Extract every line in the records below that contains the string "mown", treating uppercase and lowercase as different.

## RECORDS FOR THE TASK
-- start --

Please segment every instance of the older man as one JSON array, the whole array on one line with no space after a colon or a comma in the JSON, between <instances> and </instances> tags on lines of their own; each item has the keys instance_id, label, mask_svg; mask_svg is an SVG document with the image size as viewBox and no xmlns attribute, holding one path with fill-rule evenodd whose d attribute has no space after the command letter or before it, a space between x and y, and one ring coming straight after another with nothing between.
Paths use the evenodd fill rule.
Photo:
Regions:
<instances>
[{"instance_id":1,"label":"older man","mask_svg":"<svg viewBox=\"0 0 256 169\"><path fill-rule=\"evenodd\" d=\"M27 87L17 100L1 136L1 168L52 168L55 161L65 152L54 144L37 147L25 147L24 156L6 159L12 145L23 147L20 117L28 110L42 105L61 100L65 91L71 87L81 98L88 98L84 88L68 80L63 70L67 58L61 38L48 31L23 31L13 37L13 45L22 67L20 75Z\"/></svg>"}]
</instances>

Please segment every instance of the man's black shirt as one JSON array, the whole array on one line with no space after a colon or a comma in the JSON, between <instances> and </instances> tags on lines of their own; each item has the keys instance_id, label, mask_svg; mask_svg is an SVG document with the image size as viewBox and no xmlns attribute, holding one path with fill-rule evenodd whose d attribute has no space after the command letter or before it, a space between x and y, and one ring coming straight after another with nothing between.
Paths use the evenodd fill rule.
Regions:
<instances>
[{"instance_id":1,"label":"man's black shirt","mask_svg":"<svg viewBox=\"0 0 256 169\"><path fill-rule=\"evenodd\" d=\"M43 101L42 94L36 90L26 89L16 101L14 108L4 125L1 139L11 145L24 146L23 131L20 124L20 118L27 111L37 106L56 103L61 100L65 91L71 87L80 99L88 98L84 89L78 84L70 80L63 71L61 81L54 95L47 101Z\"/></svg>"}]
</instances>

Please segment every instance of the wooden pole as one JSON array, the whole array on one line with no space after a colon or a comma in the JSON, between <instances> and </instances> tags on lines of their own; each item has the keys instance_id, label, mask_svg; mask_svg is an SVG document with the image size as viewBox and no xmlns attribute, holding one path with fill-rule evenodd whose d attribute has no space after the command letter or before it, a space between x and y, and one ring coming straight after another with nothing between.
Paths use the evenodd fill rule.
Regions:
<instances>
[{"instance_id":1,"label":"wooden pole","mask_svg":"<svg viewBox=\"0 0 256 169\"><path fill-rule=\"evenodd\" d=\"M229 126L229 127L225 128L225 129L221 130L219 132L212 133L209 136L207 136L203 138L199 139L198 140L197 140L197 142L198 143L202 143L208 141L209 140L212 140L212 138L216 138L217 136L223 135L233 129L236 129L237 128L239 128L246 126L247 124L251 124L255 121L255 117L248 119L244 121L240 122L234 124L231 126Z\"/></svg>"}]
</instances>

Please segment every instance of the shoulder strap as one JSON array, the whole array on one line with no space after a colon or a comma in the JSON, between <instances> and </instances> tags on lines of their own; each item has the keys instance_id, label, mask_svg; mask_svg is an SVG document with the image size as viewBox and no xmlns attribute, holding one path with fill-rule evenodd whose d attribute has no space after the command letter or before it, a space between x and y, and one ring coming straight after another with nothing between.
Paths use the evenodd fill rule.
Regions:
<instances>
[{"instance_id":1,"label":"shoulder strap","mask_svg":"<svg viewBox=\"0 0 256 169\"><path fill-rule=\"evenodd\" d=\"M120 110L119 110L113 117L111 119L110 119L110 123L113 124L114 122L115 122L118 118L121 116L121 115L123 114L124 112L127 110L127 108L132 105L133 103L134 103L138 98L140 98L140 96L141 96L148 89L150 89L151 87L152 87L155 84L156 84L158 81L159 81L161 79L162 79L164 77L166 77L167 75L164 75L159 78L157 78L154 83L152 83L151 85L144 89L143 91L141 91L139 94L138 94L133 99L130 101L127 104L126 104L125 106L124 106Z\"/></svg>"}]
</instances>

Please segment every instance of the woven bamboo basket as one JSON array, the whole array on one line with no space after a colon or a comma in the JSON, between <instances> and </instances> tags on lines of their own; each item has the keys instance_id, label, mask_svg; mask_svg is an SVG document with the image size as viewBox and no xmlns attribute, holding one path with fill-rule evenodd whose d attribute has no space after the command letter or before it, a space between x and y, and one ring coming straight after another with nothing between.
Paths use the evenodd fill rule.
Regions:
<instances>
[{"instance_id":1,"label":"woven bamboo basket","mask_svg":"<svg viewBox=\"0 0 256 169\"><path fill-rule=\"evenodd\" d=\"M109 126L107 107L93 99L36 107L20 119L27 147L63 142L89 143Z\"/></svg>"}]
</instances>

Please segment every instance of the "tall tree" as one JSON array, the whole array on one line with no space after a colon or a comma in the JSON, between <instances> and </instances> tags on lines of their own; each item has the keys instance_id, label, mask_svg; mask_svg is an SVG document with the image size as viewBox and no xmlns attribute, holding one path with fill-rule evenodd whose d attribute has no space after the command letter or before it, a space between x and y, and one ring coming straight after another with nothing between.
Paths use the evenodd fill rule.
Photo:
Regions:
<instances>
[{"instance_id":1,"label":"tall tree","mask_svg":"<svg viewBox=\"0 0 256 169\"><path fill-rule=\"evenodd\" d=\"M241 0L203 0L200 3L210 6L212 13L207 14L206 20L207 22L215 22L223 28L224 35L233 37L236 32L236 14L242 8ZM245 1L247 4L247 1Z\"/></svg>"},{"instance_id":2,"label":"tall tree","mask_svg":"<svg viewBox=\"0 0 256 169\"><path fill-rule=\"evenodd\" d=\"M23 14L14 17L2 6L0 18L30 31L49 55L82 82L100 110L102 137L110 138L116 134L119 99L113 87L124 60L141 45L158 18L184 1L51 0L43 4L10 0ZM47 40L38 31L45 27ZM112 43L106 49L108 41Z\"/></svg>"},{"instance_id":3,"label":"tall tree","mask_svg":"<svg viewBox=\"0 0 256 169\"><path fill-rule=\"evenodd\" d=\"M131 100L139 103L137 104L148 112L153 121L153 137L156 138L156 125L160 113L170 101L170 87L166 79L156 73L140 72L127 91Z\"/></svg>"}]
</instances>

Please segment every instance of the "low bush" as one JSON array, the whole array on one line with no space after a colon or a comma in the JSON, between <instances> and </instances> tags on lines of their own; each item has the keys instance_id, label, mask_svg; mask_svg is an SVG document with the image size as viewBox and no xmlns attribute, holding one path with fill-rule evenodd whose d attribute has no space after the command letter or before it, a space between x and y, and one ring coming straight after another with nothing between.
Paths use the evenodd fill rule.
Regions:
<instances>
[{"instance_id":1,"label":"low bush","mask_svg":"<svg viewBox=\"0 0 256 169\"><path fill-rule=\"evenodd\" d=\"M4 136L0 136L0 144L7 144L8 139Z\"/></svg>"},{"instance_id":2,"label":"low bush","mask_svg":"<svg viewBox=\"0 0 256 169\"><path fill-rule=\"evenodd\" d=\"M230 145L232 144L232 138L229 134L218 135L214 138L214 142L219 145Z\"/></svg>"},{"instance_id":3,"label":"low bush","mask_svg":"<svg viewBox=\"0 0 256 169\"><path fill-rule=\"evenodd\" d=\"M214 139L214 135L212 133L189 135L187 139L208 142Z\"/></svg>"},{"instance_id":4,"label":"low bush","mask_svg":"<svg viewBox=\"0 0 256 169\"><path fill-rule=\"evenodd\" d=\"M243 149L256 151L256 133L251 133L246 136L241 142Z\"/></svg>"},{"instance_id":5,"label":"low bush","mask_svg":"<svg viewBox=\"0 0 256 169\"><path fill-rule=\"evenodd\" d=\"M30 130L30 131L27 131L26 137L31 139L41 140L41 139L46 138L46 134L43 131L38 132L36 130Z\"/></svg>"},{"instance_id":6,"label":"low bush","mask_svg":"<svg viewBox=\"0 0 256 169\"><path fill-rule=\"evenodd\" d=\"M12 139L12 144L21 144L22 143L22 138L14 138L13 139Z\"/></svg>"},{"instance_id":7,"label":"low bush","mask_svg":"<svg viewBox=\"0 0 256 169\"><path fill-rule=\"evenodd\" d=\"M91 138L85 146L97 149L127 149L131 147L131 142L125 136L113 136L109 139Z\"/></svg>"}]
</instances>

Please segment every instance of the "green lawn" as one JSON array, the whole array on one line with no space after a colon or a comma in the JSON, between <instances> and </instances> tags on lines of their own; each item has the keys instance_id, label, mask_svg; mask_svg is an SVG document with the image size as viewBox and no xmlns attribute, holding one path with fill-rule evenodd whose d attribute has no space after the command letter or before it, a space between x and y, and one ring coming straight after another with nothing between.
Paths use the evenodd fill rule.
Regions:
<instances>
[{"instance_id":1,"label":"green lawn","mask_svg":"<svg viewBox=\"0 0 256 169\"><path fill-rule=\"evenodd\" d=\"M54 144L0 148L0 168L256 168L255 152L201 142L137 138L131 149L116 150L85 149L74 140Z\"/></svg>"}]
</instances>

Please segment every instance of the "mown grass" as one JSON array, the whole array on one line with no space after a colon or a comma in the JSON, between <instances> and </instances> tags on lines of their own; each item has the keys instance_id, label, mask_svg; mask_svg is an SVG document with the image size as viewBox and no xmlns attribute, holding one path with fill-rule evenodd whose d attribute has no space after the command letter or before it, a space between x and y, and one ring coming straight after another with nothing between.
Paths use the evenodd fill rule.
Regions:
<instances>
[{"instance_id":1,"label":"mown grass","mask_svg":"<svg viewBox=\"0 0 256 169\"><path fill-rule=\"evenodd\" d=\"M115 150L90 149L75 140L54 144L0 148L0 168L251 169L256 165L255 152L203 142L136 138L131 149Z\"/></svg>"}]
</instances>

-- end --

## ANSWER
Please segment every instance of the "mown grass" as one JSON array, the whole array on one line with no space after a colon or a comma in the JSON, between <instances> and </instances> tags on lines of their own; each item has the keys instance_id, label, mask_svg; mask_svg is an SVG document with the image size as viewBox and no xmlns attribute, holding one path with fill-rule evenodd whose d attribute has no space after the command letter or before it, a space between x and y, and one ring coming straight after another with nothing between.
[{"instance_id":1,"label":"mown grass","mask_svg":"<svg viewBox=\"0 0 256 169\"><path fill-rule=\"evenodd\" d=\"M115 150L90 149L75 140L54 144L0 148L0 168L251 169L256 165L255 152L203 142L136 138L131 149Z\"/></svg>"}]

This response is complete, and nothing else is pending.